Work to be completed: Each line below that includes "castle" counts once; report the total and nothing more.

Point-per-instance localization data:
◆ ◆ ◆ ◆ ◆ ◆ ◆

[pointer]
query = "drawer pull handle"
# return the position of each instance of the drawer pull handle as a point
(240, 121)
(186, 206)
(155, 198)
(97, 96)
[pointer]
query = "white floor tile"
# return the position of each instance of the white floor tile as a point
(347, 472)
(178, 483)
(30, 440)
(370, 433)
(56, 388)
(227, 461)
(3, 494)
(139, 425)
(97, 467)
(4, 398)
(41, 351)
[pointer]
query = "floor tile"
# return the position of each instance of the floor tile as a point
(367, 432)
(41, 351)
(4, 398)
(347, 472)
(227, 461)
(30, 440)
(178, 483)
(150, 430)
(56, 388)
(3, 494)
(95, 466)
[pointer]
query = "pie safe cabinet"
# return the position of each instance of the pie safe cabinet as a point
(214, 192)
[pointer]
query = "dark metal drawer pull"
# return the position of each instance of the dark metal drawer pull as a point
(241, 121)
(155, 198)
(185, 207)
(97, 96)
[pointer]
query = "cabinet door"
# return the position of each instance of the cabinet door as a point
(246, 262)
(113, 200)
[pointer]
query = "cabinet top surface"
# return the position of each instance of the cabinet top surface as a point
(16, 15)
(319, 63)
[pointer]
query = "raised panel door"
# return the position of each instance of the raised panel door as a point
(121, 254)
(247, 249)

◆ ◆ ◆ ◆ ◆ ◆ ◆

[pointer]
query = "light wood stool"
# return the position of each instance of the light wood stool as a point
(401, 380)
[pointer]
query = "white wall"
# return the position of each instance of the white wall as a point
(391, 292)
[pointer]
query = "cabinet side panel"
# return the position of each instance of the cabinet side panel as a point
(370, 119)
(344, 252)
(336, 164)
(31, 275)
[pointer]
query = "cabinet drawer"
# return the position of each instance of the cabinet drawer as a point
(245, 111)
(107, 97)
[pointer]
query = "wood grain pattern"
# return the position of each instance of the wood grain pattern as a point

◆ ◆ ◆ ◆ ◆ ◆ ◆

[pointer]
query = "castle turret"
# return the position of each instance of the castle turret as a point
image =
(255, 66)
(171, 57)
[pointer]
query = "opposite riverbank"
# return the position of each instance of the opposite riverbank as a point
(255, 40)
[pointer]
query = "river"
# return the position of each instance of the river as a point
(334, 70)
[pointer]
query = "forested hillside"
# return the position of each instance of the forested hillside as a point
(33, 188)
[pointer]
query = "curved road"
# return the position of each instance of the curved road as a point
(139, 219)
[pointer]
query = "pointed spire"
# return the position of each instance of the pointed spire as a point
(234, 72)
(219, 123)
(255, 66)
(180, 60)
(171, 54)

◆ ◆ ◆ ◆ ◆ ◆ ◆

Result below: 2